LA FOTOGRAFIA DI MODA
Le prime mostre dedicate alla fotografia
di moda / PARTE II
di Alessandra Olivares
La fotografia di moda, dunque, ha subìto
molti preconcetti poiché è il frutto di
una stretta collaborazione del fotografo
con i soggetti coinvolti nel sistema
commerciale: redattori, modelli,
truccatori e stylist. È giusto ricordare
che, anche se oggi le mostre di questo
genere di fotografia sono sempre più
frequenti, si tratta di un fenomeno
abbastanza recente dal momento che anche
il Moma di New York, uno dei primi musei
a istituire dipartimenti dedicati alla
fotografia e che ha sempre esposto
fotografie di moda, evidenziando il
prezioso contributo che queste offrono
alla cultura visiva contemporanea, solo
nel 2004 ha organizzato la prima mostra
dedicata esclusivamente alla fotografia
di moda.
Fashioning Fiction in Photography
since 1990, ha documentato la sfida
che la fotografia di moda affronta
quotidianamente muovendosi tra business,
arte e società. In particolare la mostra
esplorava due tendenze della fotografia
contemporanea: lo stile narrativo e
cinematografico di autori come Cedric
Buchet e Cindy Sherman e l’estetica
snapshot di artisti come Nan Goldin
e Juergen Teller, mostrando il seducente
intreccio tra moda e fotografia, oltreai
cambiamenti del concetto di fashion
shoot sempre più teso alla
rappresentazione di lifestyle e
della cultura giovanile.
Solo un anno dopo, nel 2005, in Italia
fu pubblicato il primo libro con
conseguente mostra/installazione con il
preciso scopo di riflettere sul rapporto
tra fotografia e moda e sul ruolo di
questi due linguaggi nel definire il
nostro sguardo sul mondo. Nato dalla
collaborazione tra la Fondazione Pitti
Immagine Discovery e la DARC - Direzione
generale per l’architettura e l’arte
contemporanea, Lo sguardo italiano.
Fotografie italiane di moda dal 1951 a
oggi, è il titolo di questo lavoro
prezioso per il nostro Paese che più
degli altri ha confinato la fotografia
di moda in rigide e preconcette gabbie
ideologiche a causa degliscopi
commerciali e di mercato cui essa è
legata, negandole a lungo il diritto di
essere riconosciuta come una forma
d’arte. Infatti, «in questo
allestimento i materiali del volume,
frutto di una ricerca frammentata in
luoghi e città differenti, trovavano
forma, organizzazione e soprattutto
visibilità nella struttura
dell’archivio. Le immagini, organizzate
secondo temi, dati, dimensioni e autori,
erano montate su supporti facilmente
maneggevoli e volutamente “poco aulici”

Materiale fornito –
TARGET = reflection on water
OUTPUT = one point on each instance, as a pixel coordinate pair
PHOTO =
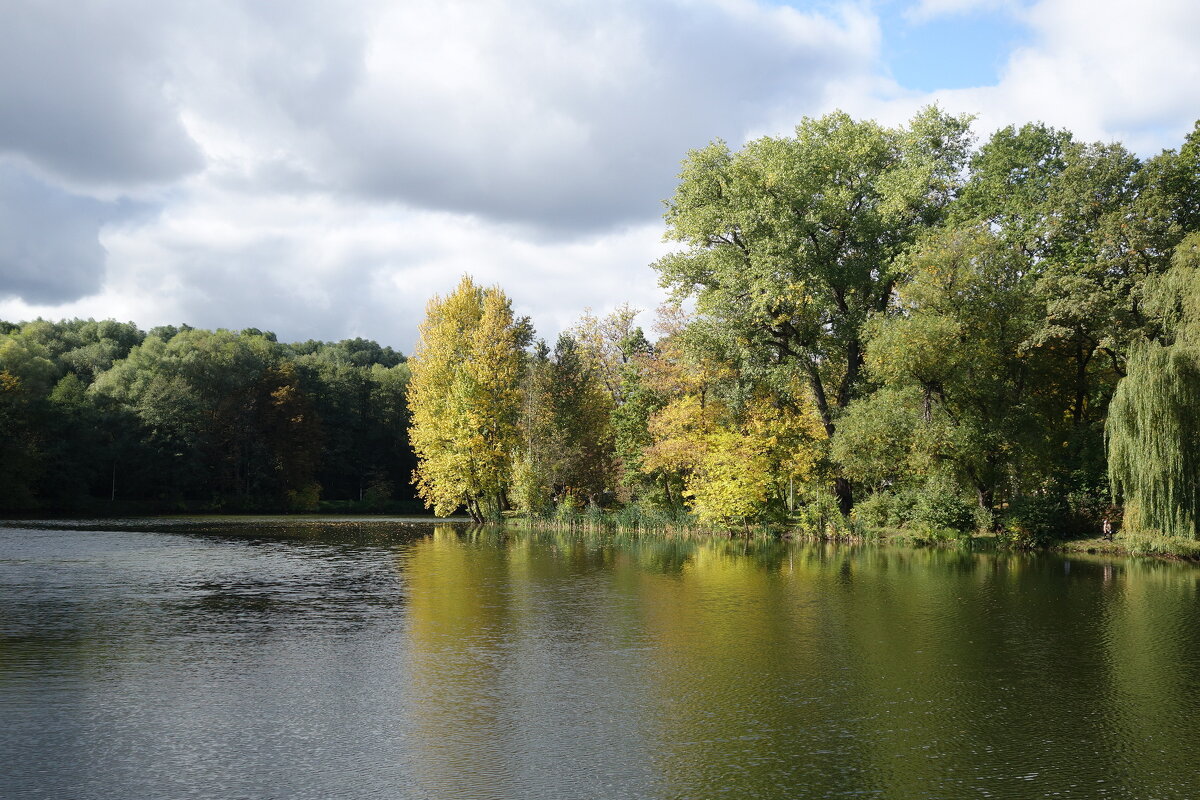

Compiti da svolgere –
A - Nel testo sulla fotografia di moda, riporti il passo che parte da "Solo un anno" e prosegue fino a "Lo sguardo italiano.", sostituendo "2005" con "2006".
B - Riformuli come elenco puntato il paragrafo del testo sulla fotografia di moda che comincia con "Fashioning Fiction in Photography", conservandone i fatti principali.

Risultati per compito –
A -
Solo un anno dopo, nel 2006, in Italia
fu pubblicato il primo libro con
conseguente mostra/installazione con il
preciso scopo di riflettere sul rapporto
tra fotografia e moda e sul ruolo di
questi due linguaggi nel definire il
nostro sguardo sul mondo. Nato dalla
collaborazione tra la Fondazione Pitti
Immagine Discovery e la DARC - Direzione
generale per l’architettura e l’arte
contemporanea, Lo sguardo italiano.

B -
- La mostra Fashioning Fiction in Photography since 1990 ha documentato la sfida quotidiana della fotografia di moda tra business, arte e società.
- Ha esplorato due tendenze della fotografia contemporanea. La prima è lo stile narrativo e cinematografico di autori come Cedric Buchet e Cindy Sherman. La seconda è l'estetica snapshot di artisti come Nan Goldin e Juergen Teller.
- Ha mostrato il seducente intreccio tra moda e fotografia.
- Ha mostrato anche l'evoluzione del fashion shoot verso la rappresentazione di lifestyle e della cultura giovanile.